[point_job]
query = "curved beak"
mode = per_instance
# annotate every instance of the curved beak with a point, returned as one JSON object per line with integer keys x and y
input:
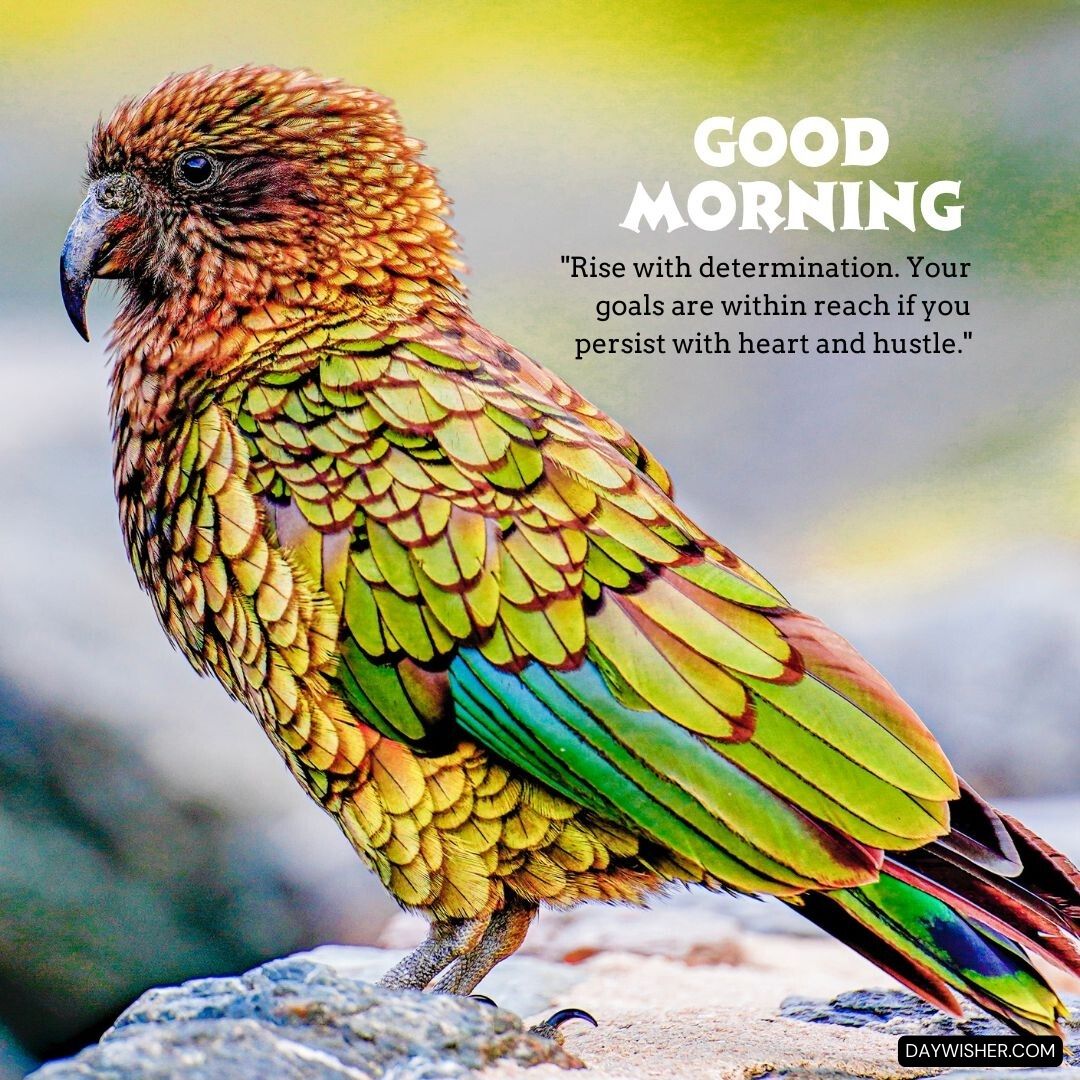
{"x": 85, "y": 248}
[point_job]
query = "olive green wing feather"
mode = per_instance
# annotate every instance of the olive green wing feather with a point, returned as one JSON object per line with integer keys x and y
{"x": 508, "y": 561}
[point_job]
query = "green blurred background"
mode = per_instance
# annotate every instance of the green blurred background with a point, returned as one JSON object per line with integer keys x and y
{"x": 927, "y": 507}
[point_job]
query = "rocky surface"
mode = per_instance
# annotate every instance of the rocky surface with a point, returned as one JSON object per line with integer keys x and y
{"x": 297, "y": 1018}
{"x": 682, "y": 990}
{"x": 110, "y": 881}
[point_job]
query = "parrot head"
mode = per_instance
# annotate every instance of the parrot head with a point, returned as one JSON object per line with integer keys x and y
{"x": 216, "y": 189}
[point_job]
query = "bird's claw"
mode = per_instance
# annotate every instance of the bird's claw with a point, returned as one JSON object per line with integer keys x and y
{"x": 549, "y": 1028}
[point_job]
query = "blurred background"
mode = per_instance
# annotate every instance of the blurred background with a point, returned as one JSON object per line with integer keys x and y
{"x": 928, "y": 507}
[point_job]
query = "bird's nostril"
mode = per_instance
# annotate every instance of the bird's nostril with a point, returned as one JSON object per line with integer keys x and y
{"x": 115, "y": 192}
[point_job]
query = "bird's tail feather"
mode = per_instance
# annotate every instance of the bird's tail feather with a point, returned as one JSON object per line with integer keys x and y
{"x": 961, "y": 914}
{"x": 933, "y": 949}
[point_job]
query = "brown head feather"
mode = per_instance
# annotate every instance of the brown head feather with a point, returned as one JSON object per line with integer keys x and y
{"x": 314, "y": 180}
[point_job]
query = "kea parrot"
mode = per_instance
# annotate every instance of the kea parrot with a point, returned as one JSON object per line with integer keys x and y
{"x": 462, "y": 602}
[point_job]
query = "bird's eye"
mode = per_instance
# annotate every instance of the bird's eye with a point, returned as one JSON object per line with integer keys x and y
{"x": 196, "y": 169}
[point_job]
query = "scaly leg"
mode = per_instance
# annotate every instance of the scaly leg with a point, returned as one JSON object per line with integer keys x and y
{"x": 502, "y": 937}
{"x": 445, "y": 943}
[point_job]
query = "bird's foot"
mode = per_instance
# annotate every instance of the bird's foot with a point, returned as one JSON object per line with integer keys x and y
{"x": 550, "y": 1027}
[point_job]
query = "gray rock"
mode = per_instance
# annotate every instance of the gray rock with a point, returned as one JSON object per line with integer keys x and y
{"x": 111, "y": 882}
{"x": 896, "y": 1012}
{"x": 296, "y": 1018}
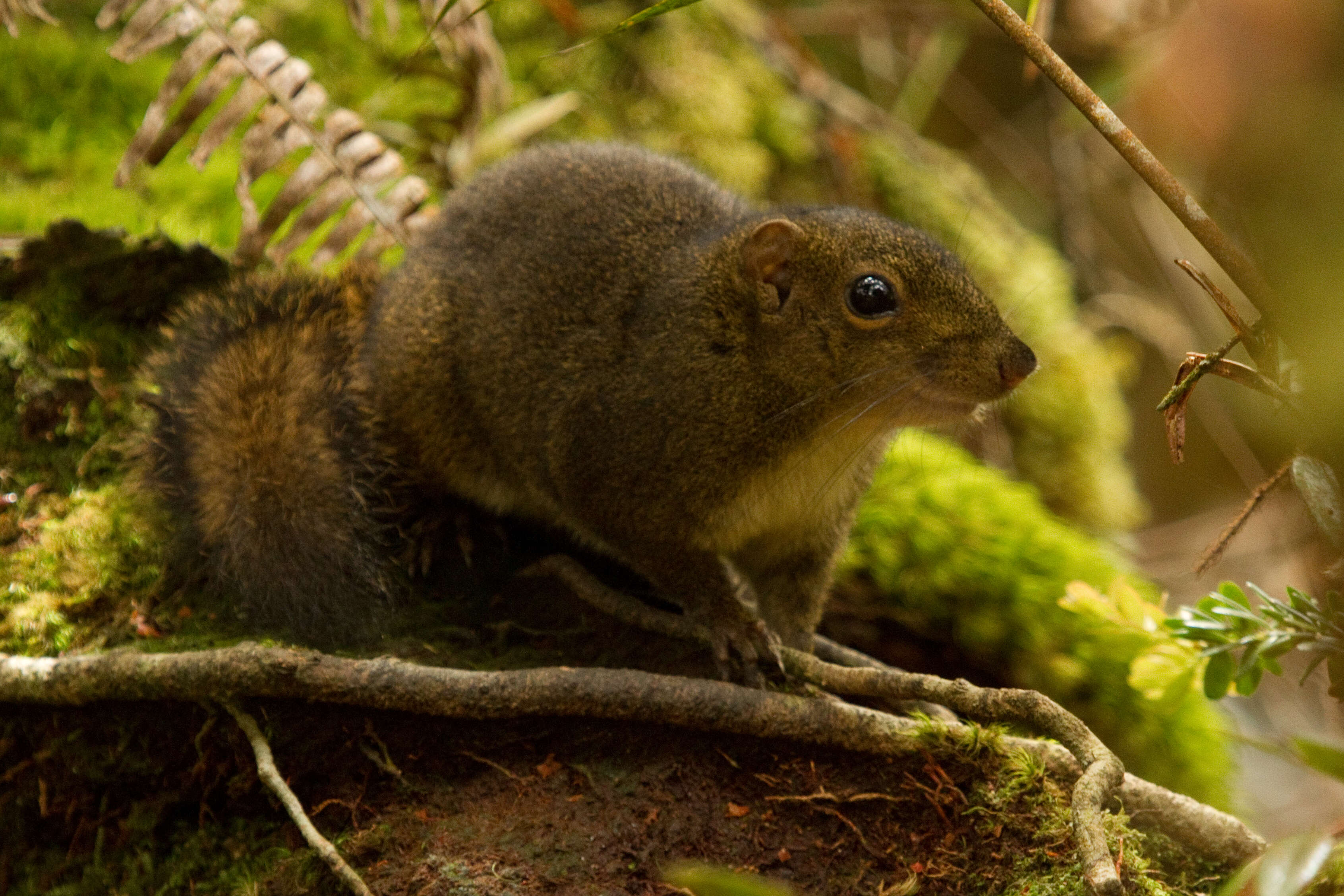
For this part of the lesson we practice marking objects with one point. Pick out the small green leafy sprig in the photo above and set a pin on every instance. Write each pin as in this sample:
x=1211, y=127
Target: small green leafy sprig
x=1245, y=643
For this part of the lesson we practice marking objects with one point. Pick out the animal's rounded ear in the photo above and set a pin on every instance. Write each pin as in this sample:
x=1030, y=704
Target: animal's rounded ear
x=767, y=256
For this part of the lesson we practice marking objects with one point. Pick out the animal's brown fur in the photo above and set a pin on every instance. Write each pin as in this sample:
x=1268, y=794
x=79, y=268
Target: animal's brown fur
x=264, y=450
x=593, y=338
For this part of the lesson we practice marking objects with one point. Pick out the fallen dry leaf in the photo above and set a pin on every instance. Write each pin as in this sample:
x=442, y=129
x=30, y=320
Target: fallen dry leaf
x=549, y=767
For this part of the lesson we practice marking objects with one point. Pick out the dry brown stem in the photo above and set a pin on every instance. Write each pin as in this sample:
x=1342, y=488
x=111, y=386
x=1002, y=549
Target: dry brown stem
x=272, y=778
x=1215, y=550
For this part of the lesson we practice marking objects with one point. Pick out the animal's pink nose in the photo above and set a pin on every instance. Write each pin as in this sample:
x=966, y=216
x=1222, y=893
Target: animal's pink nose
x=1017, y=365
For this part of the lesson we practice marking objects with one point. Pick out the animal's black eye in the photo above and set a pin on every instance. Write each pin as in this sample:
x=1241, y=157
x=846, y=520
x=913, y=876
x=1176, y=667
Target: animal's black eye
x=873, y=296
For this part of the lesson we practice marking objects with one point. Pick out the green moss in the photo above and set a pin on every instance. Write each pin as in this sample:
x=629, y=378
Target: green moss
x=960, y=554
x=96, y=550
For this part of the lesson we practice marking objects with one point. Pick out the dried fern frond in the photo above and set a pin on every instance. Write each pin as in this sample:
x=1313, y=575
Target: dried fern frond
x=351, y=175
x=11, y=11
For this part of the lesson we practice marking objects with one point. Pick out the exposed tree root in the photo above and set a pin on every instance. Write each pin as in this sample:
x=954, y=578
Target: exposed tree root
x=1102, y=770
x=272, y=778
x=596, y=693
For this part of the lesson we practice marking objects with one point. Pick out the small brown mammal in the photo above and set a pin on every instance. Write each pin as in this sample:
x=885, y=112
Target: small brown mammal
x=601, y=339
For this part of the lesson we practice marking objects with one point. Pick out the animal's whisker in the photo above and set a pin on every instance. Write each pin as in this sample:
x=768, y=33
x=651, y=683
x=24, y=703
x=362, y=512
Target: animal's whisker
x=843, y=386
x=818, y=445
x=863, y=446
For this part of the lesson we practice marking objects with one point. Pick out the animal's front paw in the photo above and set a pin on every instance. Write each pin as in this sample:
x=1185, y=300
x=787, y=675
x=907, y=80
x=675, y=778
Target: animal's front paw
x=745, y=649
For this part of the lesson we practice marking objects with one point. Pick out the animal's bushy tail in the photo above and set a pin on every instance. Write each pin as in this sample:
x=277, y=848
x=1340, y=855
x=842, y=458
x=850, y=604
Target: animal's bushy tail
x=265, y=454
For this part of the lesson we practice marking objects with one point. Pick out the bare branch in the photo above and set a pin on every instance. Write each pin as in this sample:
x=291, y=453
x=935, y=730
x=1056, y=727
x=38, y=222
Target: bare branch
x=1176, y=198
x=272, y=778
x=11, y=11
x=248, y=671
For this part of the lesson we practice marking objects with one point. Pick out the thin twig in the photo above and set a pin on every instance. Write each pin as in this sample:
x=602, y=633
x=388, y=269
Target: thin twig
x=1215, y=551
x=1176, y=198
x=1178, y=391
x=1102, y=770
x=271, y=777
x=248, y=671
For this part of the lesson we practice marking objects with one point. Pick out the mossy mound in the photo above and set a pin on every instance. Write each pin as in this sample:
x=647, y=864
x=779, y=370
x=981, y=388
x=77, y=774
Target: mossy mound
x=686, y=84
x=950, y=550
x=964, y=558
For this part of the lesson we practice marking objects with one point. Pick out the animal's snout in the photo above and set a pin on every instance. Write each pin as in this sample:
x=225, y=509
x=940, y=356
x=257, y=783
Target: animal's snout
x=1017, y=363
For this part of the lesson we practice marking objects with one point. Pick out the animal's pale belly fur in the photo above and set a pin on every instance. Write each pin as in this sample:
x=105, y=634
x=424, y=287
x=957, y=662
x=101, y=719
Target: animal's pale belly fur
x=810, y=491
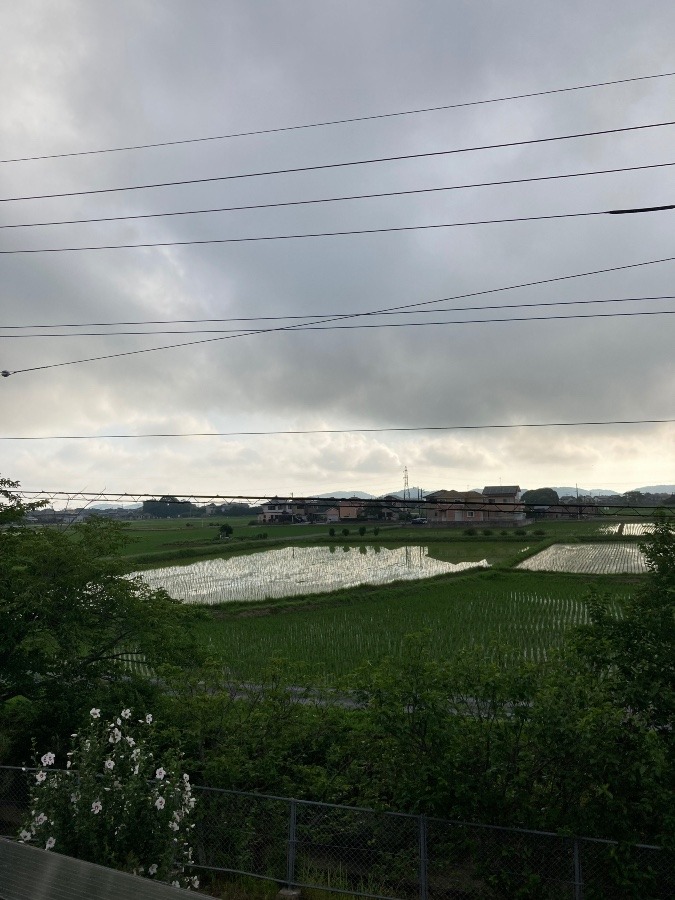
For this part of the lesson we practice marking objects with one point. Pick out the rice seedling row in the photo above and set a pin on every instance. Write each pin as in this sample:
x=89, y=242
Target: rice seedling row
x=588, y=559
x=335, y=641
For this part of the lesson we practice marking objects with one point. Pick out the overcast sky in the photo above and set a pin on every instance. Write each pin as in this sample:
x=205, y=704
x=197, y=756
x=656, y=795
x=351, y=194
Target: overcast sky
x=80, y=75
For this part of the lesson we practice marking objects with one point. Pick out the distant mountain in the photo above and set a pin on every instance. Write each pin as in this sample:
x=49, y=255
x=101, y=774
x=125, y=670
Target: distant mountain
x=413, y=493
x=344, y=495
x=109, y=506
x=594, y=492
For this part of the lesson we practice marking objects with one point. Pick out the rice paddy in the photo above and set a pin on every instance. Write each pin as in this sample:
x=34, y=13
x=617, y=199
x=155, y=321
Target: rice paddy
x=588, y=559
x=630, y=529
x=294, y=571
x=335, y=640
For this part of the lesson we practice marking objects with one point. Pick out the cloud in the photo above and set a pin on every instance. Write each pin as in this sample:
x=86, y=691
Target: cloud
x=87, y=77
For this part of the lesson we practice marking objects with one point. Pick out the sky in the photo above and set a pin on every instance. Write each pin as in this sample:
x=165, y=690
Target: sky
x=81, y=76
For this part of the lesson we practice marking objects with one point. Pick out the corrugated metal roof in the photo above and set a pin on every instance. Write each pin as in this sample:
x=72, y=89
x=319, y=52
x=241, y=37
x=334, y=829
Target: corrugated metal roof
x=30, y=873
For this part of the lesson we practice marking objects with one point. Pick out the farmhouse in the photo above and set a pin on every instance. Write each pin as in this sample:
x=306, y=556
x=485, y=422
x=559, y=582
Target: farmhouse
x=455, y=507
x=282, y=511
x=496, y=505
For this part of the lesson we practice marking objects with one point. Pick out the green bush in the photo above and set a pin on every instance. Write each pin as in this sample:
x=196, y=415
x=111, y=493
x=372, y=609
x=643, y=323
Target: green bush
x=113, y=804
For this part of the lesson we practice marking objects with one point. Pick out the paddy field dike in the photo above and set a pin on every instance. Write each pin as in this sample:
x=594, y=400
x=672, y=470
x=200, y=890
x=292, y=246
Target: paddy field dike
x=326, y=605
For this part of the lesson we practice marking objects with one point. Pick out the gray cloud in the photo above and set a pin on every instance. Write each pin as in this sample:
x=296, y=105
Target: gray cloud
x=81, y=77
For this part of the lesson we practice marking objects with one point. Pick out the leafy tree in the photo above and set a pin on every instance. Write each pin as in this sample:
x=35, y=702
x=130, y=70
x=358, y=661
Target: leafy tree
x=635, y=654
x=70, y=619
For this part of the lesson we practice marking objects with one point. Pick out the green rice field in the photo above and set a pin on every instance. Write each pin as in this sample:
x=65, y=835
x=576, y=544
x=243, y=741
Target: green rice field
x=527, y=614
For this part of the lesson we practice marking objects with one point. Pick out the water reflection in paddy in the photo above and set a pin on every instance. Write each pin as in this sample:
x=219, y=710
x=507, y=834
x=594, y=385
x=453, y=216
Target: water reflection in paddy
x=297, y=570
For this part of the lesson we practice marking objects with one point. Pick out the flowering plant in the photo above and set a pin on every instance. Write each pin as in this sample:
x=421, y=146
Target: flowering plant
x=113, y=804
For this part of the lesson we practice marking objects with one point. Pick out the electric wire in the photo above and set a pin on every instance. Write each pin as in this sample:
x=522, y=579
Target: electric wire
x=405, y=312
x=378, y=195
x=6, y=373
x=301, y=431
x=340, y=165
x=333, y=327
x=344, y=233
x=353, y=119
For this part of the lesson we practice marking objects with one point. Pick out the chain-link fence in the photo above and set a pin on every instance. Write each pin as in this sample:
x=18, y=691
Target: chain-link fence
x=341, y=849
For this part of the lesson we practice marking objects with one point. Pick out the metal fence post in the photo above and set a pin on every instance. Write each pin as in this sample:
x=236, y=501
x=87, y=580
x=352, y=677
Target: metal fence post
x=424, y=859
x=292, y=839
x=578, y=883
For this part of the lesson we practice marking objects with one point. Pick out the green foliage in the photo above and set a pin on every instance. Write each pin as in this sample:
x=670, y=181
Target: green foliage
x=636, y=652
x=114, y=804
x=70, y=619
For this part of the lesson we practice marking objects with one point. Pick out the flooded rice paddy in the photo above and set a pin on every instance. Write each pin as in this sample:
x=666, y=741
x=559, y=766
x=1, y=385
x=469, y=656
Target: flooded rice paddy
x=588, y=559
x=292, y=571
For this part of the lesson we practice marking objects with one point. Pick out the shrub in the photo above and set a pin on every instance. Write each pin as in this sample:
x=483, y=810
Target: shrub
x=114, y=805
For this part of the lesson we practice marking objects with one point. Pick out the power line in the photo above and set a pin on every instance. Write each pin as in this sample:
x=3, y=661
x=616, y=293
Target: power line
x=333, y=327
x=345, y=233
x=381, y=194
x=6, y=373
x=353, y=119
x=98, y=437
x=404, y=312
x=339, y=165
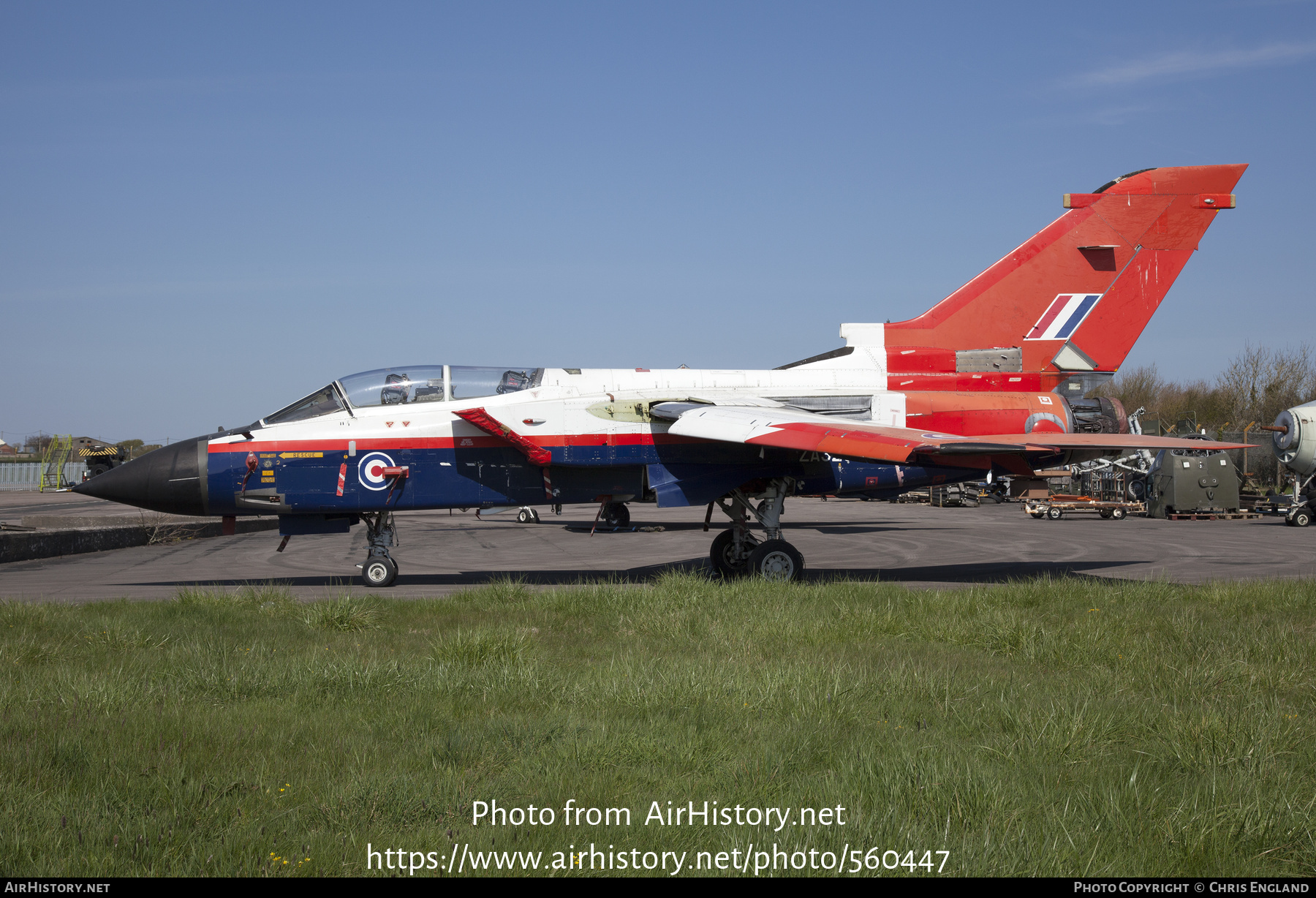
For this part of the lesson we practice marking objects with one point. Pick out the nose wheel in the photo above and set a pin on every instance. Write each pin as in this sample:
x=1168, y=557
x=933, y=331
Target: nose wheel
x=736, y=552
x=379, y=572
x=381, y=569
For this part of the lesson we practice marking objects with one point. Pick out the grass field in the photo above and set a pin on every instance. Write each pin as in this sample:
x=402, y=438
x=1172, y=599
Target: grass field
x=1048, y=727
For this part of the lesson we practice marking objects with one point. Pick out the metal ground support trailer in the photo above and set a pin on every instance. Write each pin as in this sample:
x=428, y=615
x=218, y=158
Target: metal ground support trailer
x=1057, y=508
x=1192, y=482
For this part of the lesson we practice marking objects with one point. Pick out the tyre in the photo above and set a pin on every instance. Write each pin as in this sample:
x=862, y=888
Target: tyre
x=724, y=559
x=776, y=560
x=379, y=573
x=616, y=514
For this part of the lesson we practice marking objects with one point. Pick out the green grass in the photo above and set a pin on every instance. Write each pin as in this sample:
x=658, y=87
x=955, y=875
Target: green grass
x=1048, y=727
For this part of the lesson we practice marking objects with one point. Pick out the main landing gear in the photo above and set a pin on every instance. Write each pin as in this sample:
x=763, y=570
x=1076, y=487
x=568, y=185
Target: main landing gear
x=379, y=569
x=737, y=552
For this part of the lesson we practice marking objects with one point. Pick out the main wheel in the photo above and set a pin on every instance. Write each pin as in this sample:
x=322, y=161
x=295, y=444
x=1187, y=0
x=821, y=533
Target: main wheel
x=776, y=560
x=379, y=572
x=723, y=554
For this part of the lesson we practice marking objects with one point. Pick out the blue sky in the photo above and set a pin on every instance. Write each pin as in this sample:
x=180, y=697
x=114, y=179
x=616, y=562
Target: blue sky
x=208, y=211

▶ **WORK TO COMPLETE**
Starting at the line that contains "out the leafy" and ending at the line that contains "x=297, y=570", format those lines of the records as a Markdown table with the columns No. and Entry. Number each row and leave out blank lines.

▶ **FULL OUTPUT**
| No. | Entry |
|---|---|
| 1 | For this part of the lesson we practice marking objects with one point. Pick out the leafy tree in the photo above and set a pin on every instance. Write each pin as in this sample: |
| 2 | x=35, y=702 |
| 3 | x=130, y=70 |
| 4 | x=358, y=661 |
| 5 | Target: leafy tree |
| 6 | x=635, y=654 |
| 7 | x=70, y=619 |
| 8 | For this part of the lesson we practice marking objects with one point. Pick out the green rice field in the photo above and set a pin on every instance. Write each pin as in this sample: |
| 9 | x=65, y=835 |
| 10 | x=576, y=544 |
| 11 | x=243, y=741 |
| 12 | Target: green rice field |
| 13 | x=527, y=614 |
| 14 | For this part of the lesson we practice marking objects with one point. Pick out the water reflection in paddy in the photo above and set a pin on every instance. Write each pin as in this sample: |
| 15 | x=219, y=710 |
| 16 | x=507, y=834 |
| 17 | x=594, y=385 |
| 18 | x=453, y=216 |
| 19 | Target: water reflection in paddy |
| 20 | x=297, y=570 |